--- Votre objectif ---
D'après le texte sur la résistance à Grenoble, dans quel lieu le journaliste Jean Pain est-il arrêté le 25 novembre ?

Durant la Seconde Guerre mondiale, alors que le Nord de la France est occupé par l’Allemagne nazi depuis juin 1940, la zone libre est à son tour envahie en novembre 1942 ─ excepté la région alpines, qui se retrouve sous une occupation italienne beaucoup moins violente. Ce contexte attirera à Grenoble de nombreux réfugiés persécutés et quelques universitaires militants. La ville étant proche d’imposants massifs montagneux, offrant là un abris pratique aux maquisards, elle s’imposera comme un lieu idéal pour le développement d’une résistance à l’occupant. Le 8 septembre 1943, les Alpes françaises sont à leur tour envahies par les Allemands, qui décident très vite d’éliminer cette résistance dans une vaste opération.

Le 9 septembre 1943, les Nazis occupent Grenoble. Ils sont arrivés il y a quelques semaines et ont pris le relais des Italiens. Photo MDRI

Le 25 novembre, à 18 heures, l’opération débute par les arrestations simultanées de Roger Guigue, membre du Parti communiste, dans le salon de coiffure tenu par sa femme, du journaliste Jean Pain, au café La Table ronde, et de Georges Duron, vendeur de billets de loterie, dans le magasin de fleurs de sa femme ; marquant le début de cette série meurtrière. Après leurs interrogatoires respectifs, les trois résistants seront exécutés, chacun à différents endroits de la ville.

--- Enregistrements fournis ---
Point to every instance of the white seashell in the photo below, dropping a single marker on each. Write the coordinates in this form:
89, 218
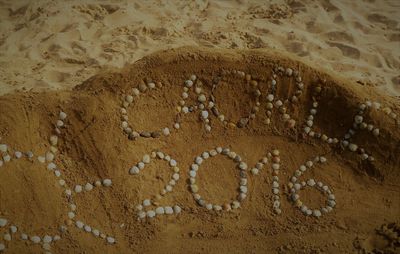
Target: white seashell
35, 239
168, 210
88, 187
135, 91
146, 159
13, 229
358, 119
3, 148
201, 98
353, 147
270, 97
63, 115
242, 165
107, 182
177, 209
18, 154
150, 214
71, 215
49, 156
134, 170
96, 232
160, 210
78, 188
47, 239
311, 182
204, 114
129, 98
7, 237
110, 240
146, 202
7, 158
172, 163
317, 213
189, 83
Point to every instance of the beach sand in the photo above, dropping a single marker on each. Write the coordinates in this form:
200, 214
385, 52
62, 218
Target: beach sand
59, 44
86, 59
92, 145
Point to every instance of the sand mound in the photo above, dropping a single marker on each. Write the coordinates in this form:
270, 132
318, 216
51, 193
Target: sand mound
308, 120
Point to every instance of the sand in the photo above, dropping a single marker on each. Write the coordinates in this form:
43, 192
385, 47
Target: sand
59, 44
93, 146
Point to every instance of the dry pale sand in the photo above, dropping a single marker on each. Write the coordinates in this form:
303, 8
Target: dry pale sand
58, 44
85, 57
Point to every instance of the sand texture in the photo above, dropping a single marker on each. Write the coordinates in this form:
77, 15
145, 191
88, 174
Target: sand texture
59, 44
92, 146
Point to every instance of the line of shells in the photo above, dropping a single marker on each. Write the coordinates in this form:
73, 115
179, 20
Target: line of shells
295, 186
48, 159
241, 165
358, 125
208, 104
274, 157
142, 209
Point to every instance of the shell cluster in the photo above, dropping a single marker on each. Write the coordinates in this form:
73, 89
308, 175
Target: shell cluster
8, 156
142, 209
296, 186
241, 165
274, 157
130, 99
282, 106
49, 160
206, 105
359, 123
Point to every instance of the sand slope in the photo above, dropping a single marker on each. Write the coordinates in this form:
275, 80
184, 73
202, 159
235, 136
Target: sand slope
93, 146
59, 44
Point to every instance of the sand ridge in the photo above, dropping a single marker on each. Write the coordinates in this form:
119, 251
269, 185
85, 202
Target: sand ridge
93, 146
57, 44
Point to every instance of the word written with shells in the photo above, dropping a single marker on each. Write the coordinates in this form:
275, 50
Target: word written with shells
206, 106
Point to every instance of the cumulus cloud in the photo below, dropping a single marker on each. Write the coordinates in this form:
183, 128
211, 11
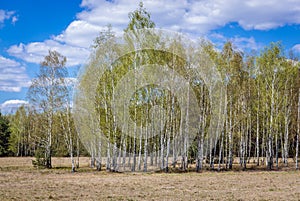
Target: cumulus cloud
36, 51
11, 106
13, 76
190, 16
241, 43
7, 15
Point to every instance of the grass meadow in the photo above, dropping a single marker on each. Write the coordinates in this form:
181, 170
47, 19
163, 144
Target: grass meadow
19, 180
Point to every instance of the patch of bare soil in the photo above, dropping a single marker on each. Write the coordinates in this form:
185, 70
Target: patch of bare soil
88, 184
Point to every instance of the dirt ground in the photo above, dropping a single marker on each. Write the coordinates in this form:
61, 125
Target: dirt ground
20, 181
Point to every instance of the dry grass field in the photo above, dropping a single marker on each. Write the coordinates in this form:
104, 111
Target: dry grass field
20, 181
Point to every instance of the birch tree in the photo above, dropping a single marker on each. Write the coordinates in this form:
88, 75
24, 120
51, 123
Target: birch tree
47, 93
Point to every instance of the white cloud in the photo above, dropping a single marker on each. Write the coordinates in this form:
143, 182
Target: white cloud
194, 17
12, 75
11, 106
36, 51
241, 43
7, 15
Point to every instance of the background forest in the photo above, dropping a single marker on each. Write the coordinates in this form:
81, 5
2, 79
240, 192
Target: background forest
262, 114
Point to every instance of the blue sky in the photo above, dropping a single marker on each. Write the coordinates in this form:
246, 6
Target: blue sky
29, 28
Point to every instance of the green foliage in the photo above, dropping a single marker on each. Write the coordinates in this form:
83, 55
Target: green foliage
4, 136
139, 19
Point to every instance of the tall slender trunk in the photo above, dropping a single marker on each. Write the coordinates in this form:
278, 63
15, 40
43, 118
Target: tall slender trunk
298, 131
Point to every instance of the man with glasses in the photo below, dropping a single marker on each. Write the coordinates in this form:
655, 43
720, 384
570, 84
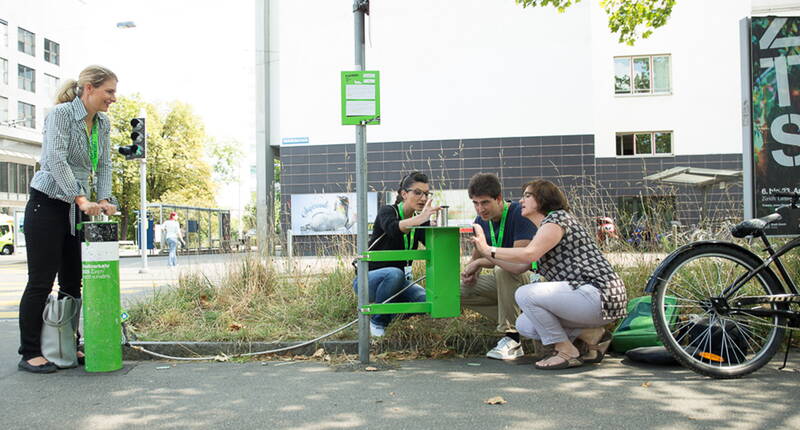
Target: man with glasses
492, 294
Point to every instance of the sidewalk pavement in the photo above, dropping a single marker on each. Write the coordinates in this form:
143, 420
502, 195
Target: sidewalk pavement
423, 394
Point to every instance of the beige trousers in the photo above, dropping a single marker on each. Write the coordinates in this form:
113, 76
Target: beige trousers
492, 295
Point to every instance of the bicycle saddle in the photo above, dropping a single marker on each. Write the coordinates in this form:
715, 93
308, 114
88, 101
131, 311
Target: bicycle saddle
753, 226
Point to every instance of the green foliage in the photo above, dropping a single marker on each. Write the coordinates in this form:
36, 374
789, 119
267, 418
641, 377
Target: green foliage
225, 157
176, 170
624, 16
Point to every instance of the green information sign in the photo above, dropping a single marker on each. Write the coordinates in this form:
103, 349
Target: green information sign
361, 98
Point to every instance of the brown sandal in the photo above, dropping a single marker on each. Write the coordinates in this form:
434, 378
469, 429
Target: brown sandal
568, 362
594, 353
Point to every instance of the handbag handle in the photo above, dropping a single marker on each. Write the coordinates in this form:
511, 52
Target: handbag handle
63, 321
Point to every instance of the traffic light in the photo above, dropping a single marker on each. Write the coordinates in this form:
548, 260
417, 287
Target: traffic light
138, 141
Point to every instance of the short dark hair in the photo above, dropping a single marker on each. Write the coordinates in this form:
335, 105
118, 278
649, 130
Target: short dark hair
547, 194
485, 184
408, 181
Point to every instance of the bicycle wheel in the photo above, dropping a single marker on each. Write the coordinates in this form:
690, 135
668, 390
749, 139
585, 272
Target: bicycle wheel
704, 336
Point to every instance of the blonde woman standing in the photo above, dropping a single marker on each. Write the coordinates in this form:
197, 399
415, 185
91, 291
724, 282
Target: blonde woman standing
75, 147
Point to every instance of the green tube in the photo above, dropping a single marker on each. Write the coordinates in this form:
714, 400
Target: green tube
102, 331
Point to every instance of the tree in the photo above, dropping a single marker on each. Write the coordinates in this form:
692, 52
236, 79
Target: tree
225, 158
176, 170
624, 16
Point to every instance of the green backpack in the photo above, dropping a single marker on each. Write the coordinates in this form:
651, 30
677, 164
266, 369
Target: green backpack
637, 328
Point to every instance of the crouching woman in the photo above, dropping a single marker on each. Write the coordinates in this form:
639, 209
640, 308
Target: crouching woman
584, 293
394, 229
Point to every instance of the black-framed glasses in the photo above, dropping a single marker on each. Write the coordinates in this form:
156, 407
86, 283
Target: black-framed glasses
419, 192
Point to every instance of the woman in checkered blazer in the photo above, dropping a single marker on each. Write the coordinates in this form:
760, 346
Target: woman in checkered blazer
76, 159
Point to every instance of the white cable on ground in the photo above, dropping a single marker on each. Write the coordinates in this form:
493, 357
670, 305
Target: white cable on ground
224, 357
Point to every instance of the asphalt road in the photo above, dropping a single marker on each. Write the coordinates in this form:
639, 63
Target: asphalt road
433, 394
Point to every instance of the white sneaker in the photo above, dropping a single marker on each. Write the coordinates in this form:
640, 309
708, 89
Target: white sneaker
375, 330
506, 349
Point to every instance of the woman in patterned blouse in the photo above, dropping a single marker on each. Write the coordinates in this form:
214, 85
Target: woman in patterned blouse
584, 294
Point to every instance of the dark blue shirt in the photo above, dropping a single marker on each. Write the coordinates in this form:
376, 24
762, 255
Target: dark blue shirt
517, 227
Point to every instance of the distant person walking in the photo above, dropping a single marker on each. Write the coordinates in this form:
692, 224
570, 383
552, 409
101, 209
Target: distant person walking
172, 234
75, 147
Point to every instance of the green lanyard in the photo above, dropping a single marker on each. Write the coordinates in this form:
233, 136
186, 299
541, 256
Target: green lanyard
93, 146
408, 243
498, 242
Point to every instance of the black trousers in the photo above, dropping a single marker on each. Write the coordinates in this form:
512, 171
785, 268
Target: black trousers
52, 251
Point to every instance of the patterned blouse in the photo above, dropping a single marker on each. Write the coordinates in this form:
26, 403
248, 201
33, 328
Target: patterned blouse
577, 260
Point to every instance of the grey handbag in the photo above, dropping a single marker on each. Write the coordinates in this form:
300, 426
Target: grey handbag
60, 330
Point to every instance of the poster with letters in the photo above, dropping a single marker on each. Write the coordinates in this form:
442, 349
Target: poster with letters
775, 116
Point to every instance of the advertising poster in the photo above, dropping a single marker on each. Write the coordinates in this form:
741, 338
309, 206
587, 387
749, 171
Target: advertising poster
775, 95
329, 213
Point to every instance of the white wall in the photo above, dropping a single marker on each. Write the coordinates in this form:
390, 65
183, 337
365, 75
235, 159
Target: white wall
704, 109
449, 69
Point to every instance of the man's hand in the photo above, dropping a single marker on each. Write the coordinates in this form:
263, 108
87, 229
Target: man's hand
90, 208
470, 273
107, 207
479, 240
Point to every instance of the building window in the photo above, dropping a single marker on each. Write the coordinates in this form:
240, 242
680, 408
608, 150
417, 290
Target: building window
4, 71
26, 42
51, 85
27, 78
644, 143
642, 75
51, 52
26, 115
3, 33
3, 110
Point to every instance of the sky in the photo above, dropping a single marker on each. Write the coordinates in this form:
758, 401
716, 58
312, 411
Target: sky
198, 52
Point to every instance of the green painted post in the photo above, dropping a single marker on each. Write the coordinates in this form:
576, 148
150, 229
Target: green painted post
102, 330
442, 267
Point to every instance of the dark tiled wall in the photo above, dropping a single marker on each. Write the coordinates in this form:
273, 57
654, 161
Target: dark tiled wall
567, 160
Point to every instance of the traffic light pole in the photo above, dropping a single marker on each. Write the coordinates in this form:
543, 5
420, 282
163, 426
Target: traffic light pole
143, 212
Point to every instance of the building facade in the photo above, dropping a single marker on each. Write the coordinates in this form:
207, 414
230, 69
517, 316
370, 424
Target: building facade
30, 75
469, 86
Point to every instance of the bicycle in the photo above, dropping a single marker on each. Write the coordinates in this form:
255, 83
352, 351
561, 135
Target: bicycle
719, 308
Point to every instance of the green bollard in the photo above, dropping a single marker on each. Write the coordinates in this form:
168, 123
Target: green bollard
102, 331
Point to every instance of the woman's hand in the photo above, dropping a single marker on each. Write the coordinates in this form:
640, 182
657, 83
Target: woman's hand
89, 208
479, 240
429, 209
107, 207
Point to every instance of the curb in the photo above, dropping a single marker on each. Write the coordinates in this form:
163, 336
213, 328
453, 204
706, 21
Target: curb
201, 349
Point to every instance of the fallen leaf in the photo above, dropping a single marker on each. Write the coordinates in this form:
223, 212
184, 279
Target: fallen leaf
497, 400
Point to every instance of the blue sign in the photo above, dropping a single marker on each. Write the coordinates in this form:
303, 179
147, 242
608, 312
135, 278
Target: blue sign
294, 140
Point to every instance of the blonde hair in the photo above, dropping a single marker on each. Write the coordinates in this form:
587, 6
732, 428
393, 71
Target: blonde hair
94, 75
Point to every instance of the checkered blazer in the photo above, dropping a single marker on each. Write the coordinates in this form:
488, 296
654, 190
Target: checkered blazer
65, 164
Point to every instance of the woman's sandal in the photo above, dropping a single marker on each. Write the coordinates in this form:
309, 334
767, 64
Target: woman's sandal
566, 363
591, 354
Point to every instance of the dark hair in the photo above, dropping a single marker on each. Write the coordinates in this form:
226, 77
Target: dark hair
547, 194
408, 181
484, 184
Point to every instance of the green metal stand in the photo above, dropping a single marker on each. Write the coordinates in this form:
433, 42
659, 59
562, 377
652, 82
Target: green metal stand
101, 302
442, 268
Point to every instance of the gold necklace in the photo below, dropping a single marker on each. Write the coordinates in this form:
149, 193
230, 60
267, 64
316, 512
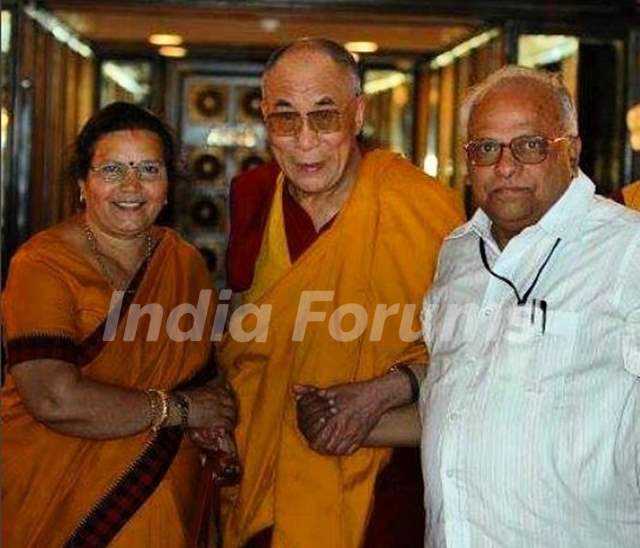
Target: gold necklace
93, 245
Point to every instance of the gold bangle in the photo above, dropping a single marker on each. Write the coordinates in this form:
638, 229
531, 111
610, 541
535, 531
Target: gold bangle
159, 406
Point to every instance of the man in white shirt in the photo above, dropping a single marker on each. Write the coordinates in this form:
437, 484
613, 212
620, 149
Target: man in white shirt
531, 405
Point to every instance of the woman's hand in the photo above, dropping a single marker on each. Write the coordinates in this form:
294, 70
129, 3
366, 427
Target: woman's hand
212, 407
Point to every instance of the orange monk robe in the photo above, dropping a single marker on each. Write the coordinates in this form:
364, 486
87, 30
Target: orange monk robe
380, 251
631, 195
53, 304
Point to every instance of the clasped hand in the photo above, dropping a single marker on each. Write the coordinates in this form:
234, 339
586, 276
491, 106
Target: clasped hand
337, 420
213, 415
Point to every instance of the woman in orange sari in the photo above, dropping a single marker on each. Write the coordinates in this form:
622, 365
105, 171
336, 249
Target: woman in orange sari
105, 373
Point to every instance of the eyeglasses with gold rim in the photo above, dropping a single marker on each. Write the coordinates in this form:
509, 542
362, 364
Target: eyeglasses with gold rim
117, 172
527, 149
290, 123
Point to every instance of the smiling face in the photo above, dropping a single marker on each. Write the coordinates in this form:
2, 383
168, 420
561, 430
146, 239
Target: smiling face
128, 208
516, 195
303, 81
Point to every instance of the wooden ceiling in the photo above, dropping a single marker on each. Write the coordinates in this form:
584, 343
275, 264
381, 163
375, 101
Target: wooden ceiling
111, 26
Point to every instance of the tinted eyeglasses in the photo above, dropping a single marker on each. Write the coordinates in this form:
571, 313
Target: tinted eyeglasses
527, 149
117, 172
290, 123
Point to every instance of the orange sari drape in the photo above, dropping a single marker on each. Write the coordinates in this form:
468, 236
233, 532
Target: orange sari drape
631, 195
381, 250
54, 305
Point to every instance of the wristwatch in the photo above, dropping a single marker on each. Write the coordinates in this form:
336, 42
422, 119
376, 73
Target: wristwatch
411, 376
181, 403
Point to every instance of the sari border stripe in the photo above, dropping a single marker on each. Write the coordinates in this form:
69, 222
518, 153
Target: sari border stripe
138, 482
129, 493
41, 347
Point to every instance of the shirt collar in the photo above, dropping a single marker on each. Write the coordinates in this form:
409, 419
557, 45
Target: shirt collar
562, 220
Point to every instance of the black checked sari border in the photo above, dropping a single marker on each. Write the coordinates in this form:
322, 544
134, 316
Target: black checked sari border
41, 346
138, 482
92, 345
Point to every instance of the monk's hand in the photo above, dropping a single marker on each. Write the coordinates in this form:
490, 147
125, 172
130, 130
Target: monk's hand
313, 411
208, 439
212, 407
359, 406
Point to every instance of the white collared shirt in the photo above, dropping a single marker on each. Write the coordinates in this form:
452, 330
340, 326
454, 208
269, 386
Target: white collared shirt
531, 432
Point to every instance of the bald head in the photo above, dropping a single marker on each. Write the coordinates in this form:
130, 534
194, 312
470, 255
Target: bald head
317, 46
547, 86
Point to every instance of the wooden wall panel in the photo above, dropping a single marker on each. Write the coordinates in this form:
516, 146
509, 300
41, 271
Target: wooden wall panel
446, 123
61, 94
421, 130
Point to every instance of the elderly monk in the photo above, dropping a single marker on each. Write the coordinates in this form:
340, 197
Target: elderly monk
101, 384
362, 228
530, 430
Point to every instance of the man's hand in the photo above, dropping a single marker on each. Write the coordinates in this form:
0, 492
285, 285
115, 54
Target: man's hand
313, 411
337, 420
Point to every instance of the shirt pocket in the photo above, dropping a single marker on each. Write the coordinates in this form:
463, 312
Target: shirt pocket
631, 344
536, 349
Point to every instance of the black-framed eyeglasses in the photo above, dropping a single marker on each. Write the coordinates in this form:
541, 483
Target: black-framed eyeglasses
117, 172
527, 149
290, 123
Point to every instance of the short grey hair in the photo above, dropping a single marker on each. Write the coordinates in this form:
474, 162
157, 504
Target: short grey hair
336, 52
513, 73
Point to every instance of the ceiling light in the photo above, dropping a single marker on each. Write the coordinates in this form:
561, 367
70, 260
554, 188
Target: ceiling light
361, 47
269, 24
165, 39
172, 51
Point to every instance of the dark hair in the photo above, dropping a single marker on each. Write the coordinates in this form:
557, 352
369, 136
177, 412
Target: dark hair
335, 51
117, 117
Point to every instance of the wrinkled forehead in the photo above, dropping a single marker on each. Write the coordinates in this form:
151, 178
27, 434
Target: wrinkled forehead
519, 105
303, 79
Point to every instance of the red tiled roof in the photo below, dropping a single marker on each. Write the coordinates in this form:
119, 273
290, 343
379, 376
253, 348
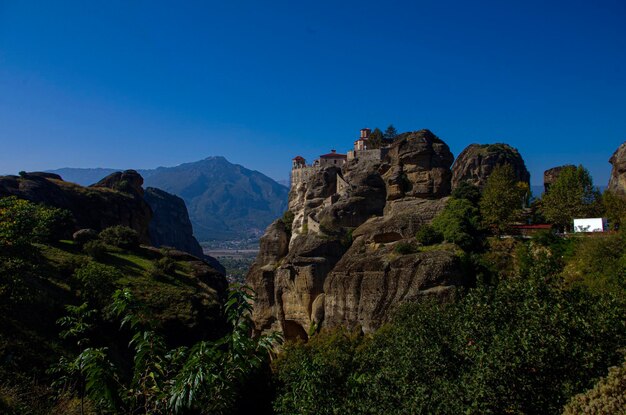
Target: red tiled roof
538, 226
333, 156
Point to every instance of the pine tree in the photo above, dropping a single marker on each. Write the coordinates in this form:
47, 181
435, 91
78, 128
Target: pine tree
571, 196
502, 198
390, 133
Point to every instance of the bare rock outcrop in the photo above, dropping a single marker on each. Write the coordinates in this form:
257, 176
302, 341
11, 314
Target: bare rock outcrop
336, 263
371, 280
617, 182
116, 200
477, 161
419, 166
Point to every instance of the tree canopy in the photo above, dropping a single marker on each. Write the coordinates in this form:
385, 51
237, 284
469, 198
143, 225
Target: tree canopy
502, 198
571, 196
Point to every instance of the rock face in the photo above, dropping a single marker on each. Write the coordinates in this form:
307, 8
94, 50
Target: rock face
617, 182
170, 225
551, 175
336, 264
116, 200
477, 161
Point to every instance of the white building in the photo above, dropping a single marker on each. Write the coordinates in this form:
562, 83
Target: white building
591, 225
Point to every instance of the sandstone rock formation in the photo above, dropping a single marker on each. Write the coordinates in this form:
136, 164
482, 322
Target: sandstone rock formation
336, 262
116, 200
477, 161
551, 175
617, 182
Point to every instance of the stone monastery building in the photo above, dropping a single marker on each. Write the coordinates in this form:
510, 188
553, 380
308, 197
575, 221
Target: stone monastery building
301, 172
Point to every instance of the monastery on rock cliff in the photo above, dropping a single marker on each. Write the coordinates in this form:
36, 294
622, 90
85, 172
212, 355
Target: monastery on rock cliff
301, 172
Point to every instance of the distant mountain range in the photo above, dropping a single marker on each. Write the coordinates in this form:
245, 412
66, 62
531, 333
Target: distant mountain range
225, 201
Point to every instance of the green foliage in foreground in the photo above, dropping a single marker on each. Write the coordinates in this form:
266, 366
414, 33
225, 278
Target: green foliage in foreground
502, 199
23, 222
120, 236
521, 347
608, 396
204, 378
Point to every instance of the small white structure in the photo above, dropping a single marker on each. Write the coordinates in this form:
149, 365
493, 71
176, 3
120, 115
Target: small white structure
591, 225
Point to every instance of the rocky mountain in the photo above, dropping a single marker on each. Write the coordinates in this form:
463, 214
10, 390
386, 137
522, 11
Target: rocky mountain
337, 262
170, 225
477, 161
617, 182
160, 218
115, 200
225, 201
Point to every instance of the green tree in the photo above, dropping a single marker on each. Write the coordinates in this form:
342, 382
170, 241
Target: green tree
467, 191
459, 223
313, 377
502, 198
23, 222
571, 196
375, 139
120, 236
390, 133
614, 206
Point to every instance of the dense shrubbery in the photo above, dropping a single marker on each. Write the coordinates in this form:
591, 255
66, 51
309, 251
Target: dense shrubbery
405, 248
313, 376
95, 249
23, 222
521, 347
427, 235
287, 220
120, 236
205, 378
608, 396
96, 283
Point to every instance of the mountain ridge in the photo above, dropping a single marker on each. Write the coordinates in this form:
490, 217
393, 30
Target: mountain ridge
226, 201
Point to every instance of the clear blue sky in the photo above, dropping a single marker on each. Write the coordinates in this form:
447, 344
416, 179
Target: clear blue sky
139, 84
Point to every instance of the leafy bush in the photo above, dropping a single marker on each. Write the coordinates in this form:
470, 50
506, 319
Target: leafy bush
459, 223
287, 220
95, 249
523, 346
427, 235
313, 377
120, 236
97, 283
161, 267
608, 396
571, 196
502, 199
23, 222
597, 264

--- Réponse de l'exercice ---
Au café La Table ronde.